PROBLEM TO SOLVE »
Lay out every line of the records below as a numbered list, leaving out any blank lines.

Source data
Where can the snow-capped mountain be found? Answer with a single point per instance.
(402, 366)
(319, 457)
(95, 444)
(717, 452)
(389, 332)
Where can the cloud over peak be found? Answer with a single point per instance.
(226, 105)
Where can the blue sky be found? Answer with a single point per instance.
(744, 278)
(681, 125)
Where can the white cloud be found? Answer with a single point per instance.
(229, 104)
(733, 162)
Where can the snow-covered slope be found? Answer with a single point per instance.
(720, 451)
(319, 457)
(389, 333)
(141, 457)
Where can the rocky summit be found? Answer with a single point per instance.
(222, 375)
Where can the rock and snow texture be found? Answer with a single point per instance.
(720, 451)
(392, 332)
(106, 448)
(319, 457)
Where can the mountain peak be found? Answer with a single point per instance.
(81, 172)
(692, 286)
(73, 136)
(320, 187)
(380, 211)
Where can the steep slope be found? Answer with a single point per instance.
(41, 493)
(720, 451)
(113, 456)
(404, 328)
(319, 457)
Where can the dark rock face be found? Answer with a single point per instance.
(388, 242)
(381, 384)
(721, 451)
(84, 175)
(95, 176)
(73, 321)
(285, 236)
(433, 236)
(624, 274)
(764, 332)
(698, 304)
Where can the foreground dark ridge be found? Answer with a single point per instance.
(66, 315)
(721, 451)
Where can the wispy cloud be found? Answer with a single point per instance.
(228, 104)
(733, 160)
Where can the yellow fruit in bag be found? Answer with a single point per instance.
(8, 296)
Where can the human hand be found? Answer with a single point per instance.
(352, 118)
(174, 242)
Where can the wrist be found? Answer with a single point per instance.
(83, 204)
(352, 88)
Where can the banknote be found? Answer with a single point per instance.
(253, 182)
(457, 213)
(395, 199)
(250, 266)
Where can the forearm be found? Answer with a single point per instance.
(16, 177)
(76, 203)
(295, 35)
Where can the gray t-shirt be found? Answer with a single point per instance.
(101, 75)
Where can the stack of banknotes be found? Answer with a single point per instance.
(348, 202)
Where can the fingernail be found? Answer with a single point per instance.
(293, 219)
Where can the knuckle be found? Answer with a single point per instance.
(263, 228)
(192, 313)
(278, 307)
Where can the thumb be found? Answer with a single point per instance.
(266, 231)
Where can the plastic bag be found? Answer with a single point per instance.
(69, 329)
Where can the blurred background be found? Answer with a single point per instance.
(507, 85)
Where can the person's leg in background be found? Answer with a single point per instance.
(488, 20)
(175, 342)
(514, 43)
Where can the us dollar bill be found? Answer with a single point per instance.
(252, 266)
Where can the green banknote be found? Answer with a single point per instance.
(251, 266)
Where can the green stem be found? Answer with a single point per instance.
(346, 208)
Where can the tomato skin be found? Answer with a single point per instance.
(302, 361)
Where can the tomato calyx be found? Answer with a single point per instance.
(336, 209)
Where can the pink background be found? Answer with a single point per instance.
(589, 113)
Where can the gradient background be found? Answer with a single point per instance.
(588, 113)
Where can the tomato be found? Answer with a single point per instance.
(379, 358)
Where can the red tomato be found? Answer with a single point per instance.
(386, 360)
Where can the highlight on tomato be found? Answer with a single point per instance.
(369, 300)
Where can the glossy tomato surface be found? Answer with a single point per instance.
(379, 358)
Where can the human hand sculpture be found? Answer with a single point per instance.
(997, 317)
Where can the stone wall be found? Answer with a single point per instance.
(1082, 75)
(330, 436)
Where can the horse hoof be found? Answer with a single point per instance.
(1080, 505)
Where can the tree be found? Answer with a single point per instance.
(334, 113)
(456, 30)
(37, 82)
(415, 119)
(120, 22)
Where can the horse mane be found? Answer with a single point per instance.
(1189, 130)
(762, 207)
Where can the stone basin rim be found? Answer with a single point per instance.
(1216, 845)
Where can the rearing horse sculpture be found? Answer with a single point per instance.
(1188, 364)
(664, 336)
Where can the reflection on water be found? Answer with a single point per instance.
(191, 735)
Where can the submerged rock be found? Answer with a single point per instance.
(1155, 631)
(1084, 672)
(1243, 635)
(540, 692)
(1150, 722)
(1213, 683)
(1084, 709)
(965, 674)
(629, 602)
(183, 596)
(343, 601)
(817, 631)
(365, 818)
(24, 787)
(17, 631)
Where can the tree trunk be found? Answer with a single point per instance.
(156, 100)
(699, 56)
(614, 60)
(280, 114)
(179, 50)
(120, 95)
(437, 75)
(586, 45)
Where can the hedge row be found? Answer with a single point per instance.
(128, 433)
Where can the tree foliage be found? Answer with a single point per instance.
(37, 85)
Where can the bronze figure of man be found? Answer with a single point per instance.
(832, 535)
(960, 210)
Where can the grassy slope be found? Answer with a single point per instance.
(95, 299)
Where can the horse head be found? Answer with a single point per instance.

COMPLETE RESPONSE »
1. Where can the snow-capped mountain be found? Answer with a single point per instance.
2. (402, 366)
3. (319, 457)
4. (95, 444)
5. (717, 452)
6. (389, 332)
7. Where can the cloud over peak be found? Answer with a single point per instance.
8. (226, 105)
9. Where can the blue sky be found? Answer with a single point per instance.
10. (744, 278)
11. (681, 125)
12. Where can the white cloud be found? Answer with a single point per instance.
13. (229, 104)
14. (733, 162)
15. Where can the snow-covered slope be found? Answer with a single point per instance.
16. (720, 451)
17. (319, 457)
18. (389, 333)
19. (141, 457)
20. Where can the rocky summit be found? Answer with a single point per instance.
21. (222, 375)
22. Where can the rock and snow texture be found? Answer with a single point per instance.
23. (720, 451)
24. (392, 332)
25. (106, 448)
26. (319, 457)
27. Where can the mountain peak be found? Answer with a single point per instance.
28. (81, 172)
29. (692, 286)
30. (73, 136)
31. (320, 187)
32. (380, 211)
33. Where can the steep slope be found? Answer with a single point per instance.
34. (41, 493)
35. (720, 451)
36. (113, 456)
37. (404, 328)
38. (319, 457)
39. Where can the dark rock face be found? Answer with a single point per instance.
40. (388, 242)
41. (381, 384)
42. (721, 451)
43. (84, 175)
44. (95, 176)
45. (73, 321)
46. (285, 236)
47. (433, 236)
48. (624, 274)
49. (764, 332)
50. (698, 304)
51. Where can the foreground dark ridge be found? Answer with a single point per instance.
52. (66, 315)
53. (721, 451)
54. Where can the wispy cloud be found? Answer with a single point per instance.
55. (228, 104)
56. (733, 160)
57. Where can the yellow fruit in bag be found? Answer with a single point per instance.
58. (8, 296)
59. Where can the human hand be found? Answer with a single point per instance.
60. (352, 118)
61. (174, 242)
62. Where can the wrist be found? Answer with a single point per instance.
63. (83, 204)
64. (352, 88)
65. Where can the banknote be found? Answer with a single point per instance.
66. (253, 182)
67. (457, 213)
68. (395, 199)
69. (250, 266)
70. Where can the forearm be found? Answer with a single point per instance.
71. (16, 177)
72. (76, 203)
73. (295, 35)
74. Where can the gray t-shirt be found? Answer with a single point per instance.
75. (101, 75)
76. Where can the stack of banknotes be found? Answer with a single point per instance.
77. (348, 202)
78. Where can the fingernail be found? Answer with a single point per instance.
79. (293, 219)
80. Where can the knuckle be found? Answer with a single point per instance.
81. (263, 228)
82. (192, 313)
83. (278, 307)
84. Where can the thumb be found? Answer with a single point per instance.
85. (266, 231)
86. Where can the plastic bag be found? Answer with a single point per instance.
87. (69, 329)
88. Where can the blurred background be found? Answer with a single point per instance.
89. (507, 85)
90. Where can the person's leg in background be found? Answer with a single point per instance.
91. (488, 20)
92. (175, 342)
93. (514, 43)
94. Where can the us dollar bill be found? Answer with a single point per instance.
95. (252, 266)
96. Where can the green banknote be found? Answer with a single point per instance.
97. (251, 266)
98. Where can the green stem be found? Answer with a single point per instance.
99. (346, 208)
100. Where can the tomato skin be found? Answer with a single point per instance.
101. (302, 361)
102. Where can the tomato calyx be found? Answer with a single point per instance.
103. (336, 209)
104. Where can the pink background be found? Answer with a single point per instance.
105. (589, 113)
106. Where can the gradient background be found? Answer with a single point per instance.
107. (588, 113)
108. Where can the tomato be found? Answer with a single point per instance.
109. (379, 358)
110. Where can the red tomato be found? Answer with a single point per instance.
111. (386, 360)
112. Where can the highlight on tomato be found? Answer with a single point per instance.
113. (369, 300)
114. Where can the glossy tomato surface be found? Answer with a single point per instance.
115. (379, 358)
116. Where can the human hand sculpture be found? Answer with a single point per instance.
117. (997, 317)
118. Where can the stone wall be found? Answer with a single point per instance.
119. (1082, 75)
120. (330, 436)
121. Where can the horse hoof be found? Answer with a single point per instance.
122. (1080, 505)
123. Where can the tree be found? Answer with a single point per instance.
124. (334, 113)
125. (456, 30)
126. (37, 82)
127. (415, 119)
128. (120, 22)
129. Where can the horse mane be found? Answer with a single point per instance.
130. (1189, 130)
131. (762, 207)
132. Where can the stone basin rim be found? Answer with a single point per instance.
133. (1216, 845)
134. Where can the rearing horse sculpture be found? Answer with a single point per instance.
135. (1188, 364)
136. (664, 336)
137. Where can the reflection on water be found? Answer with a single point per instance.
138. (191, 735)
139. Where can the submerged rock be found? Answer with a single point per instance.
140. (1155, 631)
141. (1084, 672)
142. (1243, 635)
143. (540, 692)
144. (1150, 722)
145. (1213, 683)
146. (1084, 709)
147. (965, 674)
148. (629, 602)
149. (183, 596)
150. (343, 601)
151. (817, 631)
152. (365, 818)
153. (24, 787)
154. (17, 631)
155. Where can the tree trunk be found? Answer with a single point per instance.
156. (156, 100)
157. (699, 56)
158. (614, 60)
159. (280, 114)
160. (179, 50)
161. (120, 95)
162. (437, 75)
163. (586, 45)
164. Where can the hedge row be found? Answer with a single point per instance.
165. (128, 433)
166. Where can the tree foliage be found? Answer with a single point per instance.
167. (37, 85)
168. Where can the bronze figure of man be found? Answer with a single point per instance.
169. (832, 535)
170. (960, 210)
171. Where can the grassy slope be found? Answer with a single point per instance.
172. (95, 299)
173. Where can the horse head be found? Answer with a single point per instance.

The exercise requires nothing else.